— START OF Records supplied —

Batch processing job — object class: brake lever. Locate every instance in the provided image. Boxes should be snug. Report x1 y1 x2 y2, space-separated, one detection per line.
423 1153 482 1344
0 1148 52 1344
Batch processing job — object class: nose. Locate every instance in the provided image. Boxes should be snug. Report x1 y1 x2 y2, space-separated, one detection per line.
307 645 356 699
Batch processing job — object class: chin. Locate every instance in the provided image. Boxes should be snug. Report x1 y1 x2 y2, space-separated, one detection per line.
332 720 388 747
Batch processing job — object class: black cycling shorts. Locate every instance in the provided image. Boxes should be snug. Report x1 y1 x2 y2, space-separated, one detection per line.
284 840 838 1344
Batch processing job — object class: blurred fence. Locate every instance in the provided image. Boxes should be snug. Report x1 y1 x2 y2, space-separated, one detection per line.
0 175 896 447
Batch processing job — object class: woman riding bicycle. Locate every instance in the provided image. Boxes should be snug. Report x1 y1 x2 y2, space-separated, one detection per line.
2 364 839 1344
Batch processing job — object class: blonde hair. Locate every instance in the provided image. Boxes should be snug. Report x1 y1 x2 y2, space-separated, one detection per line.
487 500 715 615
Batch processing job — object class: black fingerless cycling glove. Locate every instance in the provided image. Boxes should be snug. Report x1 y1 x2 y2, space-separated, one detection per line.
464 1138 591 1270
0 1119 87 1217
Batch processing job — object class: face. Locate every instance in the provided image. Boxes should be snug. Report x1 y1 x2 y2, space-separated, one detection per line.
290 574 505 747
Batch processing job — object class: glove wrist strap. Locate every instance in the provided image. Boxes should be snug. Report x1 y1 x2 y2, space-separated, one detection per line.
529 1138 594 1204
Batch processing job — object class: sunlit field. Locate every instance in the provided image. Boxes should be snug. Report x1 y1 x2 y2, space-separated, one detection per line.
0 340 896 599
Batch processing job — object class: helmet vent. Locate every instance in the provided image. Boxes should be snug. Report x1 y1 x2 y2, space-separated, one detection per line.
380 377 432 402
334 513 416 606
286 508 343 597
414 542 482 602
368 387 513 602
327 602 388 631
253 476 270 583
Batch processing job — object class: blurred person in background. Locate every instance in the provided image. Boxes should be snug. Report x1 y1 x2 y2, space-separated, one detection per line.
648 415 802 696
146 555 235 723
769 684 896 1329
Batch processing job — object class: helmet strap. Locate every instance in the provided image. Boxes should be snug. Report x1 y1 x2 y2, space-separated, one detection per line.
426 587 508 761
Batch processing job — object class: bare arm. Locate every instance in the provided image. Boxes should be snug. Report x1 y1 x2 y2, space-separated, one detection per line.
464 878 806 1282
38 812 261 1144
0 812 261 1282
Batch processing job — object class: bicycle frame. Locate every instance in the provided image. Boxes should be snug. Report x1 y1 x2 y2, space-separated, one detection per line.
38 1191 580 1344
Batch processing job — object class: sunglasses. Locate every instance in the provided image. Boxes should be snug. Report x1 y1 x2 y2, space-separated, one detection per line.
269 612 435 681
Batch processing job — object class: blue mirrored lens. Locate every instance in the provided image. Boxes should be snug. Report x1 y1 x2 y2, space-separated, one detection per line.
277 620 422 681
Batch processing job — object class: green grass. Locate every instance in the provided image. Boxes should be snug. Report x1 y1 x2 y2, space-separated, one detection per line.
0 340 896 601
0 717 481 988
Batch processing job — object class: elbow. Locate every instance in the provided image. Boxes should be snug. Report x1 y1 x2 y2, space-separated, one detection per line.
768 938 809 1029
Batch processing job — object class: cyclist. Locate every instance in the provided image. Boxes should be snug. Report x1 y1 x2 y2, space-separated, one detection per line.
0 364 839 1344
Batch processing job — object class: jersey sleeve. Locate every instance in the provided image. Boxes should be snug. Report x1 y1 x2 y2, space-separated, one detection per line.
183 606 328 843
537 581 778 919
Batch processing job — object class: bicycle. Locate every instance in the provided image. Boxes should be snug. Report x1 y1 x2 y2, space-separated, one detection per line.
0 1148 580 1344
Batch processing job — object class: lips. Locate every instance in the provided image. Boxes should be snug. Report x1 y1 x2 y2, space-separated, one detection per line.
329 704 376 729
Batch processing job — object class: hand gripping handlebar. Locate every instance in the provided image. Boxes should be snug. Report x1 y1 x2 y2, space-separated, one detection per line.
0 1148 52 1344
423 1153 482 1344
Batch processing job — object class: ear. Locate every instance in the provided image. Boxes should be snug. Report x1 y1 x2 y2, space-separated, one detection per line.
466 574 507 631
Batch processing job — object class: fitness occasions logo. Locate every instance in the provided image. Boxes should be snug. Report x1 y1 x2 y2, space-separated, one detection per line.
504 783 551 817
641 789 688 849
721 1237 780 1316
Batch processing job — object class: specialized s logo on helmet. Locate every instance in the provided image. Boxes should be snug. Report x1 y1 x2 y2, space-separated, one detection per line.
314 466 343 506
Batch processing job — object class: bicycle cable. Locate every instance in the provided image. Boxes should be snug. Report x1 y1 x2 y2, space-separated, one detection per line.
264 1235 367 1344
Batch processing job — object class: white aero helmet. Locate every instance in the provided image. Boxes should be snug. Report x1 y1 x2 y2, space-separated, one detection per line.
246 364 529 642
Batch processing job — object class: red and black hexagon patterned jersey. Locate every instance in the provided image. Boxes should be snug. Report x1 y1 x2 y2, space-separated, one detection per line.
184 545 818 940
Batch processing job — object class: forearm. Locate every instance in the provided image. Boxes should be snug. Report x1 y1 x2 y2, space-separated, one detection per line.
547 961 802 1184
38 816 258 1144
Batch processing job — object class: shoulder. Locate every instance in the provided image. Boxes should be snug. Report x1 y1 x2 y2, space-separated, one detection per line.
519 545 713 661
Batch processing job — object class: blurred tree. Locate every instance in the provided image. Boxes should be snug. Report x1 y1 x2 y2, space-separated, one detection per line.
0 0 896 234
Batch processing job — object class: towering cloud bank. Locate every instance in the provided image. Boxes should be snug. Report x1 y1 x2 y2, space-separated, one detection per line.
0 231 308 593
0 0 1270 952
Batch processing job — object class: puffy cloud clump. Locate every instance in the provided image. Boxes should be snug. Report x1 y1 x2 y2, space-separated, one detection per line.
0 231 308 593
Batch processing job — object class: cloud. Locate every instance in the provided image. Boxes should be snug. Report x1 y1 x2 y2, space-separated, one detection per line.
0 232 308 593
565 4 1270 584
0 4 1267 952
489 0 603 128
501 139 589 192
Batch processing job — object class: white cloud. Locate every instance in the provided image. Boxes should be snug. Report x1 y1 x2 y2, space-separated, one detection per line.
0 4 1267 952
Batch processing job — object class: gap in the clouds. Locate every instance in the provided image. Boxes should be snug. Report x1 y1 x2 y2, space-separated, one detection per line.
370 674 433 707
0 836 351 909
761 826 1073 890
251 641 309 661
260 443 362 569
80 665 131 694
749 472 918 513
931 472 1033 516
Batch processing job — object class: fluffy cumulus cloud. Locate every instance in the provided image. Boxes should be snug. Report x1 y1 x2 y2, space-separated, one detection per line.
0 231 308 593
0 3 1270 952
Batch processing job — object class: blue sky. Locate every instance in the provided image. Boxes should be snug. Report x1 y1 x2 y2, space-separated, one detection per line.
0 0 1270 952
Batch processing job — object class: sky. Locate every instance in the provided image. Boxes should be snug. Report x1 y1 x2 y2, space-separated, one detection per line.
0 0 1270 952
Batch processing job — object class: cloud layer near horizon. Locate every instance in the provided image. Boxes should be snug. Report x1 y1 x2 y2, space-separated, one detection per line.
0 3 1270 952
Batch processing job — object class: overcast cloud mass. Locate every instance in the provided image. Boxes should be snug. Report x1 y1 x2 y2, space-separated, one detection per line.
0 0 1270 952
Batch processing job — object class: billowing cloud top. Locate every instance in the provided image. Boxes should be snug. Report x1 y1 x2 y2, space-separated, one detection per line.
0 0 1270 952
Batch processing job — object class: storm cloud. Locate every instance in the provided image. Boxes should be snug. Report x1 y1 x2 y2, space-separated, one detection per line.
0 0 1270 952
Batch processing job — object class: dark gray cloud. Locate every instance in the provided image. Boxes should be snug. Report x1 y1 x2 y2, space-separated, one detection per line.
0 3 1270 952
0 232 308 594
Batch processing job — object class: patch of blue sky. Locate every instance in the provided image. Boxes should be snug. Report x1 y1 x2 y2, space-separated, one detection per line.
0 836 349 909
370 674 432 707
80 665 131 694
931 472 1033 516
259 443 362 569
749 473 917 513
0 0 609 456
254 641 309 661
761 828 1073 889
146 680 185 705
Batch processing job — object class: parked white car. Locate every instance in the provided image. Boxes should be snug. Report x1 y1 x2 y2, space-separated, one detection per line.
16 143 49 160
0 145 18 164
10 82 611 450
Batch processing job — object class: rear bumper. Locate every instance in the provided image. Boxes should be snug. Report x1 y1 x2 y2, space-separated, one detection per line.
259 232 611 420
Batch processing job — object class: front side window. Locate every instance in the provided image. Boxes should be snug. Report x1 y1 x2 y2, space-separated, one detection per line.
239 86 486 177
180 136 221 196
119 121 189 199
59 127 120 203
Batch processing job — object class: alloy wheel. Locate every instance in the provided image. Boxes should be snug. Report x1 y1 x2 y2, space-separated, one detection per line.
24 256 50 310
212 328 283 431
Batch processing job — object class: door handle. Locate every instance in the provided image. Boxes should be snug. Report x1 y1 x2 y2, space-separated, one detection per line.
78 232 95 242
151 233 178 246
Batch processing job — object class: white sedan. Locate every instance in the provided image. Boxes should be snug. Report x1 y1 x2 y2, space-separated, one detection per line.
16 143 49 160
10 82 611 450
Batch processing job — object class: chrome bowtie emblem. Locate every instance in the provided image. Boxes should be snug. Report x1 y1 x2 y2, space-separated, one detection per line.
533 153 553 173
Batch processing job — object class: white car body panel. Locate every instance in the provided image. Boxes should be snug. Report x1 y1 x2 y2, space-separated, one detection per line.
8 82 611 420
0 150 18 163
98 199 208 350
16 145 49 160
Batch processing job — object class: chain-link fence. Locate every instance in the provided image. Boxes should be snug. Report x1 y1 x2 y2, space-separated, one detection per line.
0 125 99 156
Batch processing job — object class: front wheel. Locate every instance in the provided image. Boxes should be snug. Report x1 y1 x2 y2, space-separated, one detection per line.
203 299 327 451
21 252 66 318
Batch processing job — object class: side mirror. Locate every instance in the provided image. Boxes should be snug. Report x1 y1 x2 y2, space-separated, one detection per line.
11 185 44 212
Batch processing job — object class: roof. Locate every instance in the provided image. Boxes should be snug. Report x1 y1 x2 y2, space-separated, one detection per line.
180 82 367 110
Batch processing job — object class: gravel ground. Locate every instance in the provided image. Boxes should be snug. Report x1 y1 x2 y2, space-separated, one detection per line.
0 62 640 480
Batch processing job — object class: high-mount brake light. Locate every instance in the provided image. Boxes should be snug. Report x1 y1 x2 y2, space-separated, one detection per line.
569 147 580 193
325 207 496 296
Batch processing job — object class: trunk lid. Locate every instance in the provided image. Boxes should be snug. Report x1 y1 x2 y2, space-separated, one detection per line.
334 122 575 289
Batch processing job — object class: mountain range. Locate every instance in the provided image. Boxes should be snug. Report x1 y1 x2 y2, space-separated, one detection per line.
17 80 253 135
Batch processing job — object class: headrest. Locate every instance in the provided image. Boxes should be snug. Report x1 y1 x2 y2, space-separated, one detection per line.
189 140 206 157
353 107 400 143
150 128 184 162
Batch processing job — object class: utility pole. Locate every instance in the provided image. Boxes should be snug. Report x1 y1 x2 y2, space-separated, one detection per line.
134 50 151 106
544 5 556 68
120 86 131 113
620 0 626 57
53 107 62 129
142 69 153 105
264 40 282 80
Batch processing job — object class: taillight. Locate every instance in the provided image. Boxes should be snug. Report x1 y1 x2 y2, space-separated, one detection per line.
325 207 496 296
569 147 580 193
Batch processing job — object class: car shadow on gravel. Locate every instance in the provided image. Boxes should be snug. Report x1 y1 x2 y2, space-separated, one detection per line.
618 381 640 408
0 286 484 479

— END OF Records supplied —

» The task: Render the stretch of items from the line containing "Batch processing job — object class: woman" through the line containing "0 1119 87 1217", both included, as a Markdown table. Use the columns Row and Line, put a row number in the first, and skip any blank lines.

» Written response:
| Row | Line |
|---|---|
| 1 | Batch processing job — object class: woman riding bicycle. Locate every instance in the provided image. Boxes should be snug. Report x1 y1 x2 y2, space-separated, one detection per line. |
| 2 | 2 364 839 1344 |
| 3 | Batch processing job — object class: blonde hair. Locate every instance in the provided image. Boxes should be snug. Report x1 y1 x2 y2, space-separated, one detection per line. |
| 4 | 487 500 715 615 |
| 5 | Batch processing job — object class: black fingerless cycling glove. Locate every instance in the provided image. Boxes should be snug. Report x1 y1 x2 y2, space-separated, one detection per line. |
| 6 | 464 1138 591 1270 |
| 7 | 0 1119 87 1217 |